* _Exercise inputs_

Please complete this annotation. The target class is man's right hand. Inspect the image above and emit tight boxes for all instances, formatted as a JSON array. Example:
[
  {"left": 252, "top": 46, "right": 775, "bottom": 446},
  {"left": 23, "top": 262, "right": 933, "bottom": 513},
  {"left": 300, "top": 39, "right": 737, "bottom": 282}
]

* _Task details_
Write out the listing exactly, keeping every character.

* _Result_
Please complete this annotation. The target class is man's right hand. Inspect the image above and emit tight boxes for all instances, formatted as a JSON array. Example:
[
  {"left": 252, "top": 46, "right": 775, "bottom": 446},
  {"left": 23, "top": 262, "right": 933, "bottom": 513},
  {"left": 300, "top": 39, "right": 737, "bottom": 282}
]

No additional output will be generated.